## Exercise set
1) Will you retype the part of the Karun mistrial report starting with "Marc Karun’s murder" and going on through "school in Norwalk."?
2) How would the Karun mistrial report go on? Write what comes next, picking up after its final sentence.

Marc Karun’s murder and kidnapping trial in Stamford, Connecticut, ended in a mistrial on Monday after prosecutors disclosed an allegation that raised questions about whether evidence was contaminated in the 1986 killing of Kathleen Flynn, a sixth grader attacked walking home from her middle school in Norwalk.
The allegation, prosecutors said, came to light through an email recently provided to the case, according to the report. Prosecutors told the court that Robert Fabrizzio, a retired Norwalk police lieutenant, said he had received information shortly after Flynn’s killing from a state crime lab official that the girl had been placed in a used body bag.
Judge John Blawie, ruling on Monday, declared the mistrial because of his concerns about the evidence. Blawie also said he believed he had no choice, while indicating he would not dismiss the case, leaving open the possibility of further prosecution.
In a statement after the mistrial, State’s Attorney Paul Ferencek said prosecutors were “obviously disappointed” and said the office would work with the state crime lab and medical examiner’s office to determine whether the body-bag claim is true. He said the family members of Kathy Flynn had waited “forty years for justice” and for “some degree of closure.”

## Referring expression data
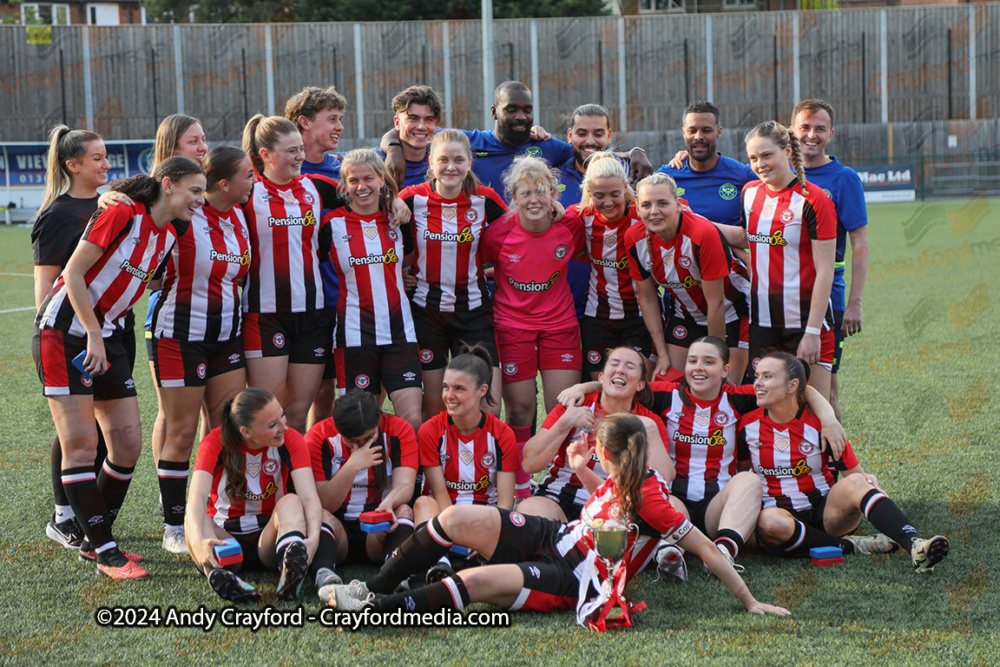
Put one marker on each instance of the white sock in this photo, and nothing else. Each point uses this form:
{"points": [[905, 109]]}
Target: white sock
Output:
{"points": [[64, 513]]}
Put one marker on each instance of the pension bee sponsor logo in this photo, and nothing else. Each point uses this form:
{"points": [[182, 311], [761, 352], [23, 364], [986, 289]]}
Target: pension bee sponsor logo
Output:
{"points": [[135, 271], [774, 238], [269, 491], [480, 484], [307, 220], [464, 236], [230, 257], [798, 470], [688, 282], [533, 286], [390, 257], [619, 264], [714, 439]]}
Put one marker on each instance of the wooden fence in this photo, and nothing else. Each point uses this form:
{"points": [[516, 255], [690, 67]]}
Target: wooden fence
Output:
{"points": [[905, 66]]}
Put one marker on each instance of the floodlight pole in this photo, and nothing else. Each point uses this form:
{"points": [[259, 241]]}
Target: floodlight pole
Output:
{"points": [[488, 85]]}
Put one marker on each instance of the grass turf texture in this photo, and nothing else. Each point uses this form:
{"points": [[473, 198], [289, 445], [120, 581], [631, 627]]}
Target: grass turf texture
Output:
{"points": [[917, 396]]}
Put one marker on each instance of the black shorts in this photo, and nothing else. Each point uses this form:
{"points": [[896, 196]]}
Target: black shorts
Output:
{"points": [[600, 335], [330, 371], [565, 502], [684, 330], [838, 338], [697, 509], [524, 537], [54, 352], [439, 333], [181, 363], [814, 515], [357, 540], [305, 338], [375, 366]]}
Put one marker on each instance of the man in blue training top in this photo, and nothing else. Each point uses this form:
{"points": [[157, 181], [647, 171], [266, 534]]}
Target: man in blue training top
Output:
{"points": [[319, 115], [812, 123], [709, 181]]}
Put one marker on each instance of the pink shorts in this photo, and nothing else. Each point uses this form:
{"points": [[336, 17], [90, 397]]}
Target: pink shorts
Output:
{"points": [[524, 353]]}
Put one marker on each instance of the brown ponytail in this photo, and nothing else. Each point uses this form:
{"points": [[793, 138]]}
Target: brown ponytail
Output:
{"points": [[64, 145], [784, 138], [241, 410], [623, 437], [264, 132]]}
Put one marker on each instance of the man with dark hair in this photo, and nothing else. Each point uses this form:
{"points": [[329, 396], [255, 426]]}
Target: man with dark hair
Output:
{"points": [[590, 132], [812, 123], [708, 180], [418, 110], [319, 115]]}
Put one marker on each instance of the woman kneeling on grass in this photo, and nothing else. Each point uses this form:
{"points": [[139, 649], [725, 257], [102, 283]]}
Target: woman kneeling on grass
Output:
{"points": [[803, 506], [240, 489], [537, 564]]}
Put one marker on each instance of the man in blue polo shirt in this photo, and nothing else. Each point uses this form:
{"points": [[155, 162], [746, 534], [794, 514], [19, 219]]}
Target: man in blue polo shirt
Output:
{"points": [[710, 182], [812, 122]]}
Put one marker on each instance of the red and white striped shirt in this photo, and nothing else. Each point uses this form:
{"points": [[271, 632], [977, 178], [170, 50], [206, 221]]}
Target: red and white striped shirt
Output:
{"points": [[470, 463], [789, 458], [200, 300], [267, 472], [561, 481], [329, 452], [446, 240], [611, 292], [702, 438], [696, 253], [780, 228], [134, 249], [285, 225], [367, 252]]}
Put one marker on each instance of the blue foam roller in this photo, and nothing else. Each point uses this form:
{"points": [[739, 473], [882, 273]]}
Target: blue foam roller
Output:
{"points": [[821, 553], [380, 527]]}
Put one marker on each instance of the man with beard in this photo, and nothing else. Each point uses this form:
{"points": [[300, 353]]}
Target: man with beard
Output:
{"points": [[590, 132], [812, 123], [710, 182]]}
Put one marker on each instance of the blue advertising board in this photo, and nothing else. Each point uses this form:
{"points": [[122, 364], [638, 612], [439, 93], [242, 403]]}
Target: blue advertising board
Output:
{"points": [[888, 182]]}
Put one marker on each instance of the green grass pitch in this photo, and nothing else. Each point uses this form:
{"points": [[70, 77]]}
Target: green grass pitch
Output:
{"points": [[918, 390]]}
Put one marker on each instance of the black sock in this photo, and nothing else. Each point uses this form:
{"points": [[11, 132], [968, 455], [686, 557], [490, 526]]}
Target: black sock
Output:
{"points": [[449, 593], [806, 537], [173, 489], [416, 554], [284, 541], [113, 481], [81, 489], [326, 552], [395, 539], [731, 540], [888, 518]]}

## Answers to the tasks
1)
Marc Karun’s murder and kidnapping trial in Stamford, Connecticut, ended in a mistrial on Monday after prosecutors disclosed an allegation that raised questions about whether evidence was contaminated in the 1986 killing of Kathleen Flynn, a sixth grader attacked walking home from her middle school in Norwalk.

2)
The report said Fabrizzio identified the state crime lab official as Henry Lee, the forensic scientist known for high-profile work including the O.J. Simpson case, and said Lee headed the crime lab at the time of Flynn’s killing. Lee died last month at age 87, and the report said a message left at a phone listing for Fabrizzio was not immediately returned.
Rick Green, a spokesman for the crime lab and the Department of Emergency Services and Public Protection that oversees it, told the court that the claim surprised crime lab officials, and said forensic scientists from the lab stand by their trial testimony.
Karun, now 60, remains detained on $5 million bond, and his lawyer, Francis O’Reilly, declined to comment, the report said. The report also said Karun is charged in the 1986 killing, and it noted that police alleged he killed the girl on Sept. 23, 1986, and that he was later convicted in the 1980s of sexually assaulting or kidnapping four other female victims and served about 10 years in prison.
The state said police developed a case decades later using advances in DNA testing technology, and the reported similarities between Karun’s other attacks and how Flynn was killed, leading to his arrest in 2019. It also said a state forensic lab official testified last week that DNA testing on scrapings from Flynn’s fingernails showed the DNA was 22,000 times more likely to have belonged to Flynn and Karun than from the girl and another person.
The report said that shortly after Karun’s arrest, police found nearly 90 rifles and handguns at his home in Stetson, Maine, and that he was barred from having firearms as a convicted felon. It said Karun pleaded guilty to federal gun charges in 2024 and is set to be sentenced in that case in July, according to federal court records.